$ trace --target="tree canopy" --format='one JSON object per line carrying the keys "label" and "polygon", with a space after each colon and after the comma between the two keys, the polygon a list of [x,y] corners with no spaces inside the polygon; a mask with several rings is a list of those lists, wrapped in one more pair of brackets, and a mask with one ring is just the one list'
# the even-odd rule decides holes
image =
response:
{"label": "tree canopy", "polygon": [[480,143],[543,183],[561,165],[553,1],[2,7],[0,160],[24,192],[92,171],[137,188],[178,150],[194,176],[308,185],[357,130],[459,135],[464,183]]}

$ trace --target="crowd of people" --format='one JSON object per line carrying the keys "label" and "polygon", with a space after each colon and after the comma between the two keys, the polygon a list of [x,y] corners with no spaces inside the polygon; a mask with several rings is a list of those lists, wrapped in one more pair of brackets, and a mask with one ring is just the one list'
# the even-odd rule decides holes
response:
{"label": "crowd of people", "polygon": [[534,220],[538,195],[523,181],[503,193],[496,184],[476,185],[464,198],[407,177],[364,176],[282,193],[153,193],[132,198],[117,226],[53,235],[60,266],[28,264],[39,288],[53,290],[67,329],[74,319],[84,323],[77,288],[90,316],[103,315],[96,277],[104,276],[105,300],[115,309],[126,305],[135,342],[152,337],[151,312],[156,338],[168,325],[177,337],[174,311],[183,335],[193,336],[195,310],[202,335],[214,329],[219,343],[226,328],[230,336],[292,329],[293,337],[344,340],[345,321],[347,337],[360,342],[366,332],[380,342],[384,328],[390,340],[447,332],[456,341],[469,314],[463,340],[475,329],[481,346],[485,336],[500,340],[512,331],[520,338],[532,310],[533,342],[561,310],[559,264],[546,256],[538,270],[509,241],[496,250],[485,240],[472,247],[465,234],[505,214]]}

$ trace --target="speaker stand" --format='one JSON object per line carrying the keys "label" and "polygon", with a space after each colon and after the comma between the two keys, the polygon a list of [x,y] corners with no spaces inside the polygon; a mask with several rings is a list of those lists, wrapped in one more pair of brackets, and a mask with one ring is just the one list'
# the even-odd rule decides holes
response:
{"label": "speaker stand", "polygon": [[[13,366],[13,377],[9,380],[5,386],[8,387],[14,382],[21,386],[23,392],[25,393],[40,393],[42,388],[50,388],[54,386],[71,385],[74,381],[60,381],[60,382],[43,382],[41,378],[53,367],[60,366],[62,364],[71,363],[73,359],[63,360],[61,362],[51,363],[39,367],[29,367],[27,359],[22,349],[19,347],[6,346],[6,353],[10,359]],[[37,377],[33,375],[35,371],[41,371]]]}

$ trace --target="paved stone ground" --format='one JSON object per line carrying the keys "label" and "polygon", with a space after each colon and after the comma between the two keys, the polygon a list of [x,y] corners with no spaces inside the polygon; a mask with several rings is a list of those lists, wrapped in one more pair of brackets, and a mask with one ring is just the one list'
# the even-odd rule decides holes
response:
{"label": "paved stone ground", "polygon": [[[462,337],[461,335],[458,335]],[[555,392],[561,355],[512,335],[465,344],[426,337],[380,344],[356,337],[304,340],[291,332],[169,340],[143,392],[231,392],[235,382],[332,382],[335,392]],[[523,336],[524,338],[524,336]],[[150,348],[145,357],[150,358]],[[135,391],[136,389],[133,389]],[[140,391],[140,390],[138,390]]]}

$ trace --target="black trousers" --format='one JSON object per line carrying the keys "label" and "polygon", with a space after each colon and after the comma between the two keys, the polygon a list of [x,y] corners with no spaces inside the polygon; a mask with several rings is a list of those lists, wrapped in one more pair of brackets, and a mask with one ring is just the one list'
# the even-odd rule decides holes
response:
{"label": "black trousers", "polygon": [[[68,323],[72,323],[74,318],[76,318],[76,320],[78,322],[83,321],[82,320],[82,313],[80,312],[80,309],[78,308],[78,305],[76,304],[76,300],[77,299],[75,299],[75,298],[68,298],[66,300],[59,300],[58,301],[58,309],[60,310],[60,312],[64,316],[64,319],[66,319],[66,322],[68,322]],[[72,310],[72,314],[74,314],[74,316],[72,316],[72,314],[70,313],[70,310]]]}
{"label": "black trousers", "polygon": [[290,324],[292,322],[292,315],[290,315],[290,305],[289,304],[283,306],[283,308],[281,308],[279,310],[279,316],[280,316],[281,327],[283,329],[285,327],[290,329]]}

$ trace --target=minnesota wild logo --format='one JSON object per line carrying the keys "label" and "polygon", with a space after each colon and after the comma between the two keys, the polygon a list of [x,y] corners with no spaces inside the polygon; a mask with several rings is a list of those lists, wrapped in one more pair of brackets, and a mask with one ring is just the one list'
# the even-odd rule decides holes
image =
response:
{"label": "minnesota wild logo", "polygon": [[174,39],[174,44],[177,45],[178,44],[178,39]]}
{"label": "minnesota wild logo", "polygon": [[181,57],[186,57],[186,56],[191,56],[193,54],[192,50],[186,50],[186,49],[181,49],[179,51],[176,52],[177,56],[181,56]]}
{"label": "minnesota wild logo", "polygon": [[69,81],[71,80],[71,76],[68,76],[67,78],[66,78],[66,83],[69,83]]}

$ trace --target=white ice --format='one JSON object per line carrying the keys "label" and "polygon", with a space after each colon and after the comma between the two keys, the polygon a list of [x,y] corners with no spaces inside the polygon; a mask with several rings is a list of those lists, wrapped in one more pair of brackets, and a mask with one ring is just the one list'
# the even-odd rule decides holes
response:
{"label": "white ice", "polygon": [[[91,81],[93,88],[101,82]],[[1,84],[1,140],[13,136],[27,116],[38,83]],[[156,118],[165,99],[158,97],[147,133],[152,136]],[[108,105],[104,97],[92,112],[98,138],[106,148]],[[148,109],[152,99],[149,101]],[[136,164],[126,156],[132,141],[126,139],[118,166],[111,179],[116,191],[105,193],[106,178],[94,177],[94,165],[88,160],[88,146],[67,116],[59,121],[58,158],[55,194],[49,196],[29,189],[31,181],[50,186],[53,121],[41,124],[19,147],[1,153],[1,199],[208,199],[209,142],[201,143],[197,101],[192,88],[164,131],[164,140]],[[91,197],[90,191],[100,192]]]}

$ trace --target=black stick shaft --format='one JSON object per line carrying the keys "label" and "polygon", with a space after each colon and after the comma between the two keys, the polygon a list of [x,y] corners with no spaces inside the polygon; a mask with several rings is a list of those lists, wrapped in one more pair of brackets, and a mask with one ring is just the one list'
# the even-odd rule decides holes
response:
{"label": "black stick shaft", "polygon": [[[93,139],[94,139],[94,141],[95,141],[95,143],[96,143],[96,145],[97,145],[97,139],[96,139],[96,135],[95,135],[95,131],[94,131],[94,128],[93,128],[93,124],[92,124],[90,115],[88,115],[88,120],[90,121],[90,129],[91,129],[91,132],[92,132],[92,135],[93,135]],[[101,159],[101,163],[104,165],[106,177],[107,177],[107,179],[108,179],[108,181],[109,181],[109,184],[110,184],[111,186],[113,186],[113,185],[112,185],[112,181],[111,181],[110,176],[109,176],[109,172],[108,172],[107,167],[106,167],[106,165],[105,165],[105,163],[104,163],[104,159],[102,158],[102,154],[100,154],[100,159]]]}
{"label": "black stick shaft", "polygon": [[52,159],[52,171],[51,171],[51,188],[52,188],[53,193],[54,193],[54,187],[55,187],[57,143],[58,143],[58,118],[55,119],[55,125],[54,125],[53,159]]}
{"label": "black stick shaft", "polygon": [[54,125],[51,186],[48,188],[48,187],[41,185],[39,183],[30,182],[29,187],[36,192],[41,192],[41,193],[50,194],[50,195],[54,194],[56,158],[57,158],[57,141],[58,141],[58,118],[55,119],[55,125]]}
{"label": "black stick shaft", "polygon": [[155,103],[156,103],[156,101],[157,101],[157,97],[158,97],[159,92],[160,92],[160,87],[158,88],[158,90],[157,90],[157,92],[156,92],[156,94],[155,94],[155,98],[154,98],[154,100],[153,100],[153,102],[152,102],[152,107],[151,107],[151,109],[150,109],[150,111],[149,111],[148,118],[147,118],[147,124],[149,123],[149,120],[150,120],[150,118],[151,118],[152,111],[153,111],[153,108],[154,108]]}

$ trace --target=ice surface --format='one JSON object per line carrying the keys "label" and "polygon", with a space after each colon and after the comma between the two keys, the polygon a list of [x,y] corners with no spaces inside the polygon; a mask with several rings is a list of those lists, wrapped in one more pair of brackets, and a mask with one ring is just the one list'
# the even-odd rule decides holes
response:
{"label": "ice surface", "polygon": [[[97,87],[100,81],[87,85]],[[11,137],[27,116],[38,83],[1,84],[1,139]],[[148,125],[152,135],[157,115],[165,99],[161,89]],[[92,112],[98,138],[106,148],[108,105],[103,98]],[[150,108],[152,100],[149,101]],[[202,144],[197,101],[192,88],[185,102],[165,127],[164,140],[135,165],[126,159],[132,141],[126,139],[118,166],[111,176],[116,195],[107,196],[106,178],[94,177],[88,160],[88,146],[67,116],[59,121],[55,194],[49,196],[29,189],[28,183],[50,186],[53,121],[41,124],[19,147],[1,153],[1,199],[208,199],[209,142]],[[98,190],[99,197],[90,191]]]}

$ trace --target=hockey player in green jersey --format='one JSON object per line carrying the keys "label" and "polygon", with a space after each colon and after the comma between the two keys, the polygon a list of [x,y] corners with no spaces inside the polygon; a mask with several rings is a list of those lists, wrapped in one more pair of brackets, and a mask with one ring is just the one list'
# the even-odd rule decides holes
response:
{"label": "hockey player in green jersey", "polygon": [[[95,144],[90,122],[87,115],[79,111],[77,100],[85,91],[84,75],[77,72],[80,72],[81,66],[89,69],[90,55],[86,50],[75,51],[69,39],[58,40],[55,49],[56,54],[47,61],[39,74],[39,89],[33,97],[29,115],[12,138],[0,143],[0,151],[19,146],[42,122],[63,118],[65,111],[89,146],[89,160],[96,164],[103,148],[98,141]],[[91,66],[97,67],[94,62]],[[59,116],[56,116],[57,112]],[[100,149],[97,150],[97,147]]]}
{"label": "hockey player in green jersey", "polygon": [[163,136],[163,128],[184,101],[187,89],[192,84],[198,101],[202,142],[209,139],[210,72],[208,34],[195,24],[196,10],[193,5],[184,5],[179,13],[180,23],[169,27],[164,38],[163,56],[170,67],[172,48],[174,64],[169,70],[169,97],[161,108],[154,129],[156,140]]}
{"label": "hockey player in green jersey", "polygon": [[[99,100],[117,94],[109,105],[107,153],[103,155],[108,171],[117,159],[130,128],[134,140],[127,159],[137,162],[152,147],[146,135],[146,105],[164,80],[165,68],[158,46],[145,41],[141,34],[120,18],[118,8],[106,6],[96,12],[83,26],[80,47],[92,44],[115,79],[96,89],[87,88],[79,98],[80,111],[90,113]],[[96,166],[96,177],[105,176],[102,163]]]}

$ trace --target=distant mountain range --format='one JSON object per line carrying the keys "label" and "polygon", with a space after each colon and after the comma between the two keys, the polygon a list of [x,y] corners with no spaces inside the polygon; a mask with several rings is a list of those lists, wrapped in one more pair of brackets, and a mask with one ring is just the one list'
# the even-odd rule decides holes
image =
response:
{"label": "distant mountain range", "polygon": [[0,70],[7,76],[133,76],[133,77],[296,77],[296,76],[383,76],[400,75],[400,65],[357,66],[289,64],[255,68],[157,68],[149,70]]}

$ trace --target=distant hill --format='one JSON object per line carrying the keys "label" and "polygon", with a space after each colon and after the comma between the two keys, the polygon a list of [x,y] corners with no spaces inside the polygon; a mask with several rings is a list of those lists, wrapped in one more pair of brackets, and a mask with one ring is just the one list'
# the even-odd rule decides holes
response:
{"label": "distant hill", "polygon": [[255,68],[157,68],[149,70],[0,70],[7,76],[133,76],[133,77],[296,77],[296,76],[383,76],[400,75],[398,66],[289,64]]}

WHAT THE TASK ASKS: Reproduce, word for word, every line starting at the line that contains "trace --target=distant mountain" and ending with the final line of the entries.

PROBLEM SOLUTION:
$ trace --target=distant mountain range --format='one JSON object per line carrying the keys "label" and "polygon", with a space after each colon and after the comma between the two keys, the polygon a list of [x,y] corners with no spaces inside the polygon; a mask with several rings is a list of those lists, wrapped in one more pair of brackets, and a mask with one ring is just the one list'
# the even-odd rule decides holes
image =
response:
{"label": "distant mountain range", "polygon": [[0,70],[7,76],[133,76],[133,77],[296,77],[296,76],[383,76],[400,75],[400,65],[357,66],[289,64],[255,68],[157,68],[149,70]]}

$ trace --target=distant hill --format='one JSON object per line carrying the keys "label" and "polygon", with a space after each colon and after the comma between the two keys, the polygon a list of [x,y] corners with no spaces inside the polygon; a mask with several rings is a list of those lists, wrapped in one more pair of brackets, and a mask with one ring is just the one list'
# the even-odd rule decides holes
response:
{"label": "distant hill", "polygon": [[255,68],[157,68],[149,70],[0,70],[7,76],[133,76],[133,77],[296,77],[296,76],[383,76],[400,75],[398,66],[289,64]]}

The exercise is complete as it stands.